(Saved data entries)
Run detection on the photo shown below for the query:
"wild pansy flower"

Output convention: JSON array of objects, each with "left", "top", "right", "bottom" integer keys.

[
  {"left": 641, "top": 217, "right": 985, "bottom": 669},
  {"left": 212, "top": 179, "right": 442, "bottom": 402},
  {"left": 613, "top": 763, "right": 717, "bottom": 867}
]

- Instructions to follow -
Could you reproduce, exactly as written, the lines running from the one with "Output convention: JSON" to the end of the entries above?

- Answer to the exercise -
Output convention: JSON array of objects, each with "left", "top", "right", "bottom" integer keys.

[
  {"left": 641, "top": 217, "right": 985, "bottom": 669},
  {"left": 212, "top": 179, "right": 442, "bottom": 402},
  {"left": 613, "top": 763, "right": 717, "bottom": 867}
]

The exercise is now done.